[Data provided]
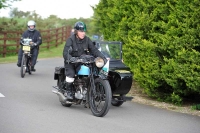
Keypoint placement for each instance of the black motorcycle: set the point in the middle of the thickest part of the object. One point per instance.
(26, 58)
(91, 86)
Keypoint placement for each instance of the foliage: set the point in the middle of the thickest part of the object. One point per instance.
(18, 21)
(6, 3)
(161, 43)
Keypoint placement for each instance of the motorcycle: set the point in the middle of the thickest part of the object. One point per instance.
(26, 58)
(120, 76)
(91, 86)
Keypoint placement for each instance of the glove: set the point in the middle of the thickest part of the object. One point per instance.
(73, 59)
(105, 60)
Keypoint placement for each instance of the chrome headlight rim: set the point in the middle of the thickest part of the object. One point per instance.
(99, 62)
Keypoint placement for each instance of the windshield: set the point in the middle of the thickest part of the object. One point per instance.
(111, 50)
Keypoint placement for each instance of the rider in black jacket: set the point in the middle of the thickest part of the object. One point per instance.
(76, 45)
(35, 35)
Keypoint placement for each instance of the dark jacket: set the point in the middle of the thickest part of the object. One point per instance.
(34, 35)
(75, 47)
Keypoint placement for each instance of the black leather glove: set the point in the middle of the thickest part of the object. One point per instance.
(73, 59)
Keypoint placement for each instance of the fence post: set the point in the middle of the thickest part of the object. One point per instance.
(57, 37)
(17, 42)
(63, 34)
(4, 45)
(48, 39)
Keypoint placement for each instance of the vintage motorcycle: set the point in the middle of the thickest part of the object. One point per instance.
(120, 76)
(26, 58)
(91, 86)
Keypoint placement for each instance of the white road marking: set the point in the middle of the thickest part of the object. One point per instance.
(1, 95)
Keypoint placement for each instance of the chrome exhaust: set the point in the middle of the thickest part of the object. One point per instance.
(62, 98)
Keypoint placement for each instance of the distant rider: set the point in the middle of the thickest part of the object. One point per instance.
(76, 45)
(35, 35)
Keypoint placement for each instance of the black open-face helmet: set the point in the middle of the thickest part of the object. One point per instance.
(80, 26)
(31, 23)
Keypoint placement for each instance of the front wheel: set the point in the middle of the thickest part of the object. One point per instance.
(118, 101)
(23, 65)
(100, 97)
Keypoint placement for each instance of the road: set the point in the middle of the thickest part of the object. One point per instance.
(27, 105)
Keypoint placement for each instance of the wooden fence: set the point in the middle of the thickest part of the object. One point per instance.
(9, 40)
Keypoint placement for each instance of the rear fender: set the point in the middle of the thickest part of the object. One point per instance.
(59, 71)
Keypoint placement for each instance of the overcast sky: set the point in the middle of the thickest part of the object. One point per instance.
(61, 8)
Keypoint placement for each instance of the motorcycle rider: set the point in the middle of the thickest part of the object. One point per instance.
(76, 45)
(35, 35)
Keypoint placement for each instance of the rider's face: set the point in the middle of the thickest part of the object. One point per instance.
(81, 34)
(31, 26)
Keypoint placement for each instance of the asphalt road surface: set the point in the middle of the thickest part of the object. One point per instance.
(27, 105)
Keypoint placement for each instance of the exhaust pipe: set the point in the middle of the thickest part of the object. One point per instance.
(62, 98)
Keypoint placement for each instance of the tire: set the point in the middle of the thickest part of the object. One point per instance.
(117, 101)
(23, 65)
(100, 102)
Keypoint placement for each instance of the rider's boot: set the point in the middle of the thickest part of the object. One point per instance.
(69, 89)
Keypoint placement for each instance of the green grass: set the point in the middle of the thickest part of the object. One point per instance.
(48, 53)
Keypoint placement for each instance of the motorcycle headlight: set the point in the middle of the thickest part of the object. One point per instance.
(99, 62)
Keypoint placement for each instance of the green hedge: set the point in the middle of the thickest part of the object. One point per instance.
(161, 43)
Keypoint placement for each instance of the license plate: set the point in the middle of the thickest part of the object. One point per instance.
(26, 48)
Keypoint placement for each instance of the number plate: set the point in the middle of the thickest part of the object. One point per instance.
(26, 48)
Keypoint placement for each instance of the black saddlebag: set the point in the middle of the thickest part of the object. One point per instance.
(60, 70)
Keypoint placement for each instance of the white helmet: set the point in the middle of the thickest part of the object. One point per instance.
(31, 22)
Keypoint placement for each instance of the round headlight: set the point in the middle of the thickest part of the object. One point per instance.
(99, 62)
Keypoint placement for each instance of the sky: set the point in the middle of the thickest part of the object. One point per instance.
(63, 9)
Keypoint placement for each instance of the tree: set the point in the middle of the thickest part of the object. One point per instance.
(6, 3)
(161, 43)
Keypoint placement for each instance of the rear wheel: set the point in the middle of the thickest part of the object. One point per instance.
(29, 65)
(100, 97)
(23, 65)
...
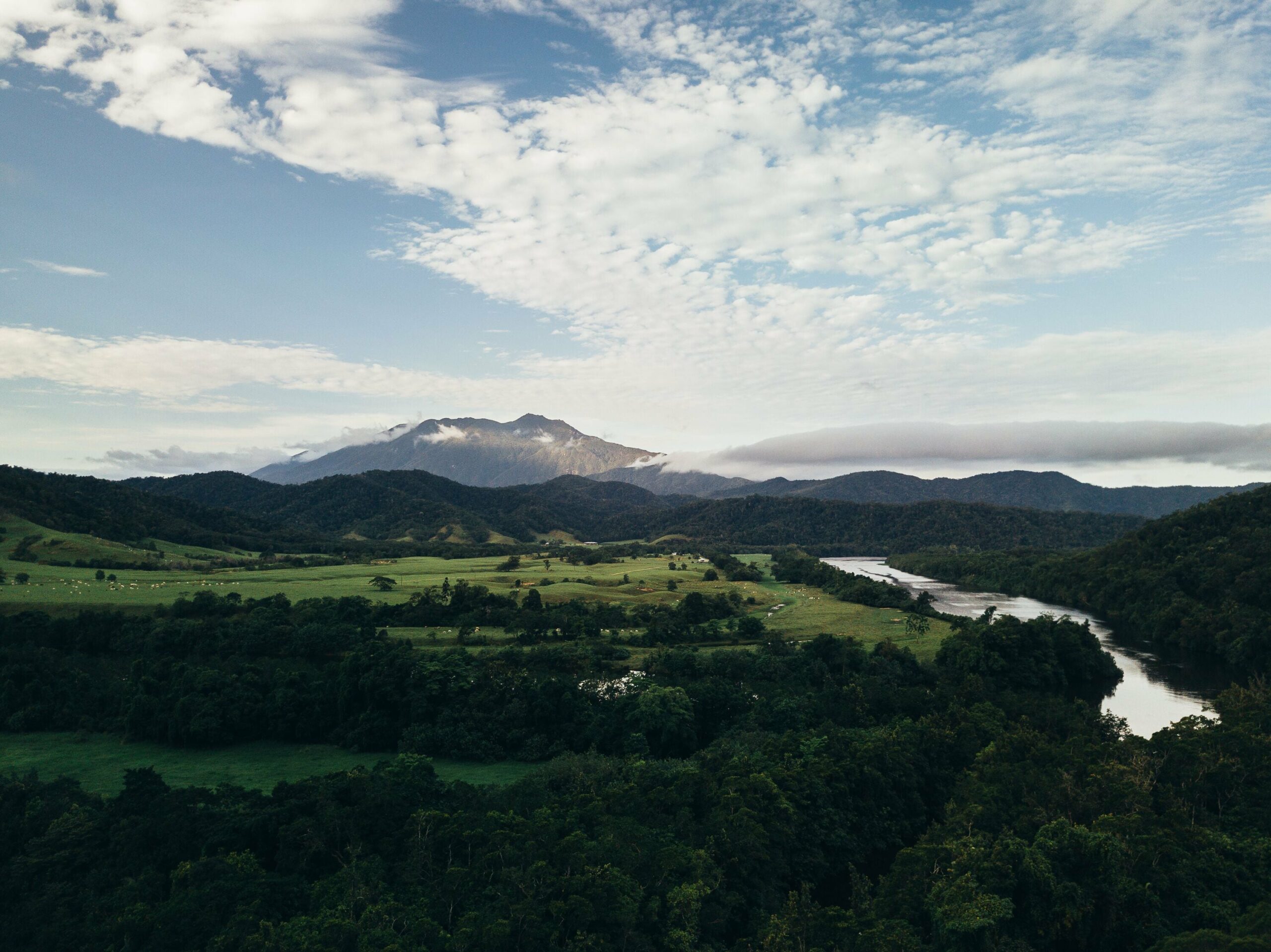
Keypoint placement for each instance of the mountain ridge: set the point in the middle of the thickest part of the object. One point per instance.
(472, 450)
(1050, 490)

[What needs to be done]
Collect each line of the entries above that contains the word "plate" and copy those lines out in full. Case counts, so only matches with the same capitalization qualify.

[Task result]
Keypoint placement for each instance of the license plate: set the point in the middle of the thickest part of the object. One point per instance.
Keypoint placement for each instance of the number plate: set the point in the middle of the thickest part of the object. One point per instance.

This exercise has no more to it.